Filter task. Return each line of the material that holds the string "after".

▶

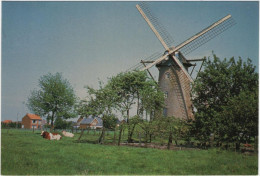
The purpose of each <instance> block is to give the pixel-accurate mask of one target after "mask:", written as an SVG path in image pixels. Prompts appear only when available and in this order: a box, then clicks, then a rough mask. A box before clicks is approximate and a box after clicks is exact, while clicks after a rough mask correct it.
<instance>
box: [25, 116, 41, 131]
mask: <svg viewBox="0 0 260 176" xmlns="http://www.w3.org/2000/svg"><path fill="white" fill-rule="evenodd" d="M21 127H22V128H27V129H32V128H34V129H38V128H42V119H41V117H40V116H38V115H35V114H29V113H27V114H26V115H25V116H24V117H23V118H22V126H21Z"/></svg>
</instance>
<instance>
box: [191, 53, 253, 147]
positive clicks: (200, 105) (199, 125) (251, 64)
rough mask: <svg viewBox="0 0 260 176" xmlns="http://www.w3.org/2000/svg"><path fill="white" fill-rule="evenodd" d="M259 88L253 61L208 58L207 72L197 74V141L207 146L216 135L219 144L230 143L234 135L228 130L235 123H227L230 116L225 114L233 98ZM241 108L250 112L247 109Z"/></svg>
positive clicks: (196, 126)
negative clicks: (241, 92) (245, 92)
mask: <svg viewBox="0 0 260 176" xmlns="http://www.w3.org/2000/svg"><path fill="white" fill-rule="evenodd" d="M257 87H258V74H257V73H255V67H254V66H253V65H252V63H251V60H250V59H247V61H246V62H243V61H242V59H241V58H239V59H238V61H235V59H234V58H231V59H229V60H227V59H224V60H222V61H221V60H220V59H219V58H218V57H217V56H216V55H215V54H213V60H212V61H211V60H210V58H209V59H208V60H207V61H206V62H205V64H204V71H202V72H200V73H199V74H198V77H197V79H196V81H195V82H194V84H193V88H192V97H193V105H194V107H195V108H196V113H195V121H194V122H195V125H194V127H195V132H196V137H197V139H199V140H200V141H202V142H203V143H206V142H209V140H210V135H211V134H213V135H214V136H215V137H216V139H217V140H218V142H223V141H230V138H232V136H230V133H229V132H227V129H232V125H234V123H233V122H230V123H225V120H226V119H227V118H229V117H228V116H227V114H226V113H223V111H224V109H226V108H227V106H229V105H231V104H230V103H231V99H232V98H234V97H236V96H238V95H239V94H240V93H241V92H243V91H247V92H254V90H255V89H256V88H257ZM240 108H241V111H247V107H245V106H244V107H242V106H241V107H240ZM234 115H235V114H234ZM234 117H235V116H234ZM236 118H237V117H236ZM243 118H245V119H246V118H248V117H243ZM232 130H233V129H232ZM227 135H228V136H227Z"/></svg>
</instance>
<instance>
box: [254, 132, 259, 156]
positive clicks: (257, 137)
mask: <svg viewBox="0 0 260 176" xmlns="http://www.w3.org/2000/svg"><path fill="white" fill-rule="evenodd" d="M254 152H255V153H257V152H258V136H255V145H254Z"/></svg>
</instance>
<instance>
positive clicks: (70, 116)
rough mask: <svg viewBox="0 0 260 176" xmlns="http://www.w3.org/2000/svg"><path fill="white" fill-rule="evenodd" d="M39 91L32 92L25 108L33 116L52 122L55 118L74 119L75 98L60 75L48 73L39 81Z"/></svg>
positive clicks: (51, 122)
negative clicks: (47, 119)
mask: <svg viewBox="0 0 260 176" xmlns="http://www.w3.org/2000/svg"><path fill="white" fill-rule="evenodd" d="M39 87H40V89H39V90H33V91H32V92H31V95H30V96H29V98H28V102H27V107H28V108H29V109H30V110H31V111H33V112H34V113H35V114H38V115H41V116H45V115H47V116H48V118H49V119H50V120H51V124H52V126H53V122H54V120H55V119H56V118H57V117H63V118H64V119H68V118H72V117H75V113H74V104H75V102H76V96H75V93H74V90H73V88H72V87H71V85H70V83H69V82H68V80H67V79H64V78H63V77H62V74H61V73H56V74H55V75H53V74H51V73H48V74H47V75H44V76H42V77H41V78H40V79H39Z"/></svg>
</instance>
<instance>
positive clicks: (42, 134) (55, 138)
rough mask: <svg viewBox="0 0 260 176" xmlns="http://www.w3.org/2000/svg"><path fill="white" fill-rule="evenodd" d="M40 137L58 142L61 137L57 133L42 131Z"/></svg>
mask: <svg viewBox="0 0 260 176" xmlns="http://www.w3.org/2000/svg"><path fill="white" fill-rule="evenodd" d="M41 136H42V137H43V138H45V139H49V140H60V139H61V135H60V134H58V133H48V132H47V131H42V133H41Z"/></svg>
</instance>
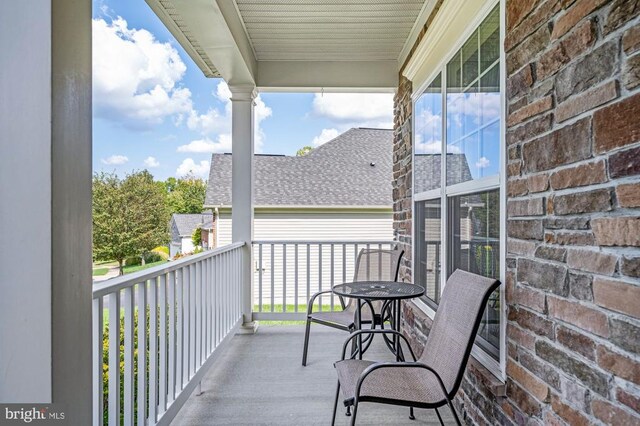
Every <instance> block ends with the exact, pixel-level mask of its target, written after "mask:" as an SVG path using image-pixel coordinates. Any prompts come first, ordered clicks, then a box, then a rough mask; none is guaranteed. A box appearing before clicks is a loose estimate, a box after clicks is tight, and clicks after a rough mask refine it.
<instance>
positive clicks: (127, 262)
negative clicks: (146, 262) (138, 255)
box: [124, 256, 142, 266]
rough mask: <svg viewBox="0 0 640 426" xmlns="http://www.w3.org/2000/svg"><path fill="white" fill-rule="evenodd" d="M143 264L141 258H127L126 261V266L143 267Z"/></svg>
mask: <svg viewBox="0 0 640 426" xmlns="http://www.w3.org/2000/svg"><path fill="white" fill-rule="evenodd" d="M141 264H142V259H141V258H140V256H132V257H127V258H126V259H125V261H124V266H133V265H141Z"/></svg>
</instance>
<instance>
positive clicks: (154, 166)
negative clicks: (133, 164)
mask: <svg viewBox="0 0 640 426" xmlns="http://www.w3.org/2000/svg"><path fill="white" fill-rule="evenodd" d="M144 165H145V167H148V168H150V169H152V168H154V167H160V162H159V161H158V160H157V159H156V158H155V157H147V158H146V159H145V160H144Z"/></svg>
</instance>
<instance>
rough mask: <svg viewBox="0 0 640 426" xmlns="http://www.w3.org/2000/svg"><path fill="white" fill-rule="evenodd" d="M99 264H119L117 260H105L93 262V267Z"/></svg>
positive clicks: (99, 264) (102, 265)
mask: <svg viewBox="0 0 640 426" xmlns="http://www.w3.org/2000/svg"><path fill="white" fill-rule="evenodd" d="M97 266H101V267H104V268H106V267H109V266H118V262H116V261H115V260H103V261H100V262H93V267H94V268H95V267H97Z"/></svg>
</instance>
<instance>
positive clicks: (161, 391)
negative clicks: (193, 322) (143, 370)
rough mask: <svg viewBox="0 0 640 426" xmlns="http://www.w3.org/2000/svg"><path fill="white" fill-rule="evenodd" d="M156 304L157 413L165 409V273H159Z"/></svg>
mask: <svg viewBox="0 0 640 426" xmlns="http://www.w3.org/2000/svg"><path fill="white" fill-rule="evenodd" d="M158 291H159V293H158V306H159V307H160V327H159V334H160V339H159V340H160V351H159V352H160V354H159V365H160V367H159V369H158V376H159V381H158V405H159V409H158V410H159V414H160V413H164V412H165V411H166V410H167V275H166V274H163V275H160V288H159V290H158Z"/></svg>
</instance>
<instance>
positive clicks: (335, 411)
mask: <svg viewBox="0 0 640 426" xmlns="http://www.w3.org/2000/svg"><path fill="white" fill-rule="evenodd" d="M338 398H340V381H338V388H337V389H336V399H335V401H333V416H332V417H331V426H334V425H335V424H336V413H337V411H338Z"/></svg>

◀

Exercise answer —
The purpose of each <instance> block is to give the pixel-accurate mask of one target after "mask:", written as an SVG path in image pixels. Prompts appear only when available and in this order: a box, then clicks, then a rough mask. A box before clicks is approximate and a box after clicks is exact, while clicks after a rough mask correct it.
Every <instance> block ends with the exact, pixel-level mask of its target, written after "mask:" as an SVG path using image-pixel coordinates. Any prompts come first, ordered clicks, then a box, then a rough mask; none is guaranteed. A box appearing before clicks is a loose estimate, a box after clicks is tight, and clicks after a rough mask refine it.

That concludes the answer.